= RECORDS SHOWN =
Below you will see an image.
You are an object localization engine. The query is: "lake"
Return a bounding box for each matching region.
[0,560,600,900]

==

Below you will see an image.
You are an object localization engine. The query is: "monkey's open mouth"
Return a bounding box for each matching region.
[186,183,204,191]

= WRITTEN INSTRUCTION =
Collect each line from the data above that contains the word "localization".

= THE RESULT =
You are an object localization engine. The query is: "lake"
You are an object localization engine. The query is: "monkey's open mouth"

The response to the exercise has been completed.